[Records for this exercise start]

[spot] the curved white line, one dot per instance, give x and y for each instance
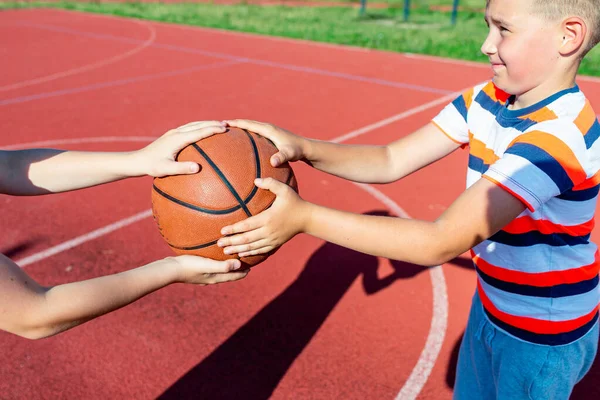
(87, 67)
(437, 330)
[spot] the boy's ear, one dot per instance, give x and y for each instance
(574, 31)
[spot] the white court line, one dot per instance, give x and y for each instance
(437, 331)
(69, 244)
(87, 67)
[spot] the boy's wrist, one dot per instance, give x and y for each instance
(168, 269)
(134, 164)
(305, 216)
(308, 150)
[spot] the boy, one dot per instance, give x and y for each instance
(533, 330)
(32, 311)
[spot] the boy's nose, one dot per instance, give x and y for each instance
(488, 47)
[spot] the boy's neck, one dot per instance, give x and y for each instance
(543, 91)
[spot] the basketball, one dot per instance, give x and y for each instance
(190, 210)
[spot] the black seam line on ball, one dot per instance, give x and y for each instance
(223, 178)
(198, 247)
(193, 207)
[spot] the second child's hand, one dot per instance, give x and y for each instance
(291, 147)
(271, 228)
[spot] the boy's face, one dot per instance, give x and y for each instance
(520, 45)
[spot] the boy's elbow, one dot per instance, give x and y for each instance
(32, 332)
(443, 251)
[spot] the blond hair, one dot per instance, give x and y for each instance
(588, 10)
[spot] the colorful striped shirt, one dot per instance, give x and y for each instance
(537, 277)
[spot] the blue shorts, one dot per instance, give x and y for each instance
(495, 365)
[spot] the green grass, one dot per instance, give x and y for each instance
(425, 33)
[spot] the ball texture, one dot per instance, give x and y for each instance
(190, 210)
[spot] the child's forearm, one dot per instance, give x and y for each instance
(381, 164)
(414, 241)
(42, 171)
(66, 306)
(358, 163)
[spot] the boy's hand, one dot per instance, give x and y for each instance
(158, 158)
(291, 147)
(271, 228)
(204, 271)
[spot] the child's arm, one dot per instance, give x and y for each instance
(32, 311)
(477, 214)
(359, 163)
(42, 171)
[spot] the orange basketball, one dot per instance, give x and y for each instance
(190, 210)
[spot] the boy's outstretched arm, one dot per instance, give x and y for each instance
(32, 311)
(359, 163)
(41, 171)
(477, 214)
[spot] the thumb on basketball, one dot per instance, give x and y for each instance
(178, 168)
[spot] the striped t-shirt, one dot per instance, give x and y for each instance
(538, 276)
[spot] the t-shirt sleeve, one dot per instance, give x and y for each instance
(539, 165)
(452, 120)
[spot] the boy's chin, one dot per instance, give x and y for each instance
(501, 84)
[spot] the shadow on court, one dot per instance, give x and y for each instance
(14, 251)
(251, 363)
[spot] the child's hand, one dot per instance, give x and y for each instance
(291, 147)
(204, 271)
(271, 228)
(158, 158)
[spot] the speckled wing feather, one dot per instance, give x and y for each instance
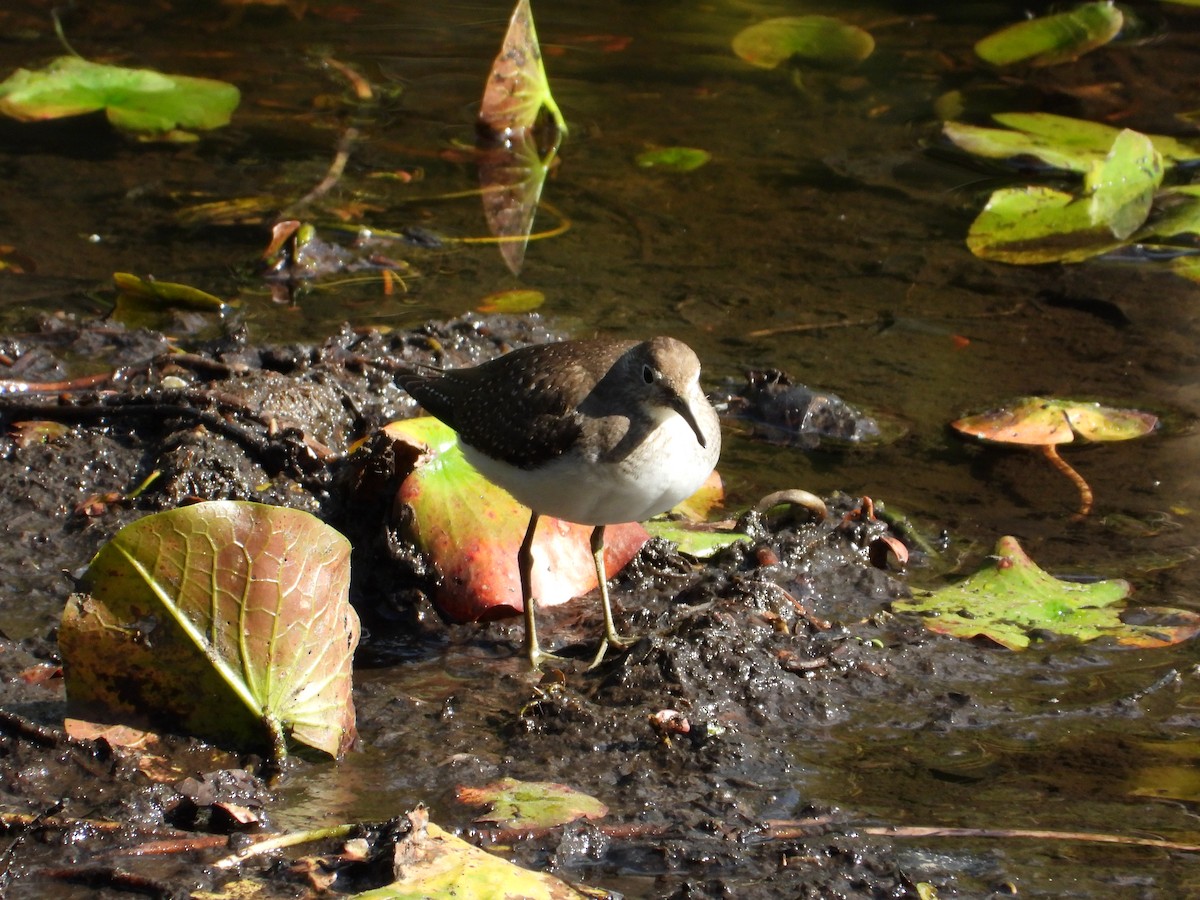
(520, 408)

[Records for this exercise end]

Repeat the material above in full and exactly, apart from the pictures.

* Full response *
[spot] the curved white line, one dot per instance, give x and y for each instance
(87, 67)
(437, 330)
[spot] the boy's ear, one dot per instance, give x and y for each instance
(574, 31)
[spot] the white court line, one dot per instance, give x and y for each instance
(437, 331)
(69, 244)
(87, 67)
[spot] the boy's wrist, one dot per instance, give x and y for each instance
(168, 269)
(134, 164)
(305, 216)
(308, 150)
[spot] the boy, one dot per instance, give x and y for each instance
(533, 330)
(32, 311)
[spot] the boy's nose, one dot per instance, give x and y for each instance
(488, 47)
[spot] the boy's neck, one dot per instance, give x and y for each instance
(543, 91)
[spot] the basketball, one dot per instance, give x and y for each instance
(190, 210)
[spot] the black seam line on ball, one dot per instance, give x and y for each instance
(223, 178)
(198, 247)
(193, 207)
[spot] the second child's hand, one dot per instance, give x and y for each instance
(291, 147)
(271, 228)
[spot] the boy's face, one dot per instance, give x and y for each instance
(520, 45)
[spot] the boy's elbow, one dot per instance, give x and y for each instance
(32, 332)
(443, 251)
[spot] the blond hair, one dot per instance, give x and y for each instance
(588, 10)
[spot] the colorful striped shirt, one dot per instance, give x and y for each instance
(537, 277)
[spot] the blue shorts, one dot per instance, give x and y for each instance
(495, 365)
[spot] the green grass, one dot per instance, give x and y for each instance
(425, 33)
[spot] the ball texture, one dot per instance, give x and y for each instance
(190, 210)
[spot] the child's forearm, one dot per instance, give x and y for each instance
(381, 164)
(414, 241)
(42, 171)
(66, 306)
(358, 163)
[spot] the boy's hand, one dot per instance, give x and y for each instance
(158, 158)
(291, 147)
(271, 228)
(204, 271)
[spot] the child's arm, one dot per instance, give x and y for each instance
(32, 311)
(477, 214)
(359, 163)
(42, 171)
[spot] the orange basketball, one dot per instance, give x and y for each instance
(190, 210)
[spot] the boy's outstretched arm, one dot per instance, give x and y for each instance
(32, 311)
(359, 163)
(41, 171)
(477, 214)
[spot] the thumb on basketball, one dot per instance, give x and y for each instance
(178, 168)
[spot] the striped t-shirt, one dot per instance, give x and y for each instance
(538, 276)
[spot] the t-shirt sleeve, one dot per instance, give x and y for each instance
(539, 165)
(452, 120)
[spot] the boy's chin, one dot per instance, give x and y for each instance
(501, 84)
[spot] the shadow on court, one dot per instance, give x and y for each instance
(14, 251)
(251, 363)
[spot] the child's hand, one dot per instance, give x and y for each instance
(291, 147)
(204, 271)
(271, 228)
(158, 158)
[spot] the speckled wing feather, one dot per instance, give x and y for each instance
(520, 408)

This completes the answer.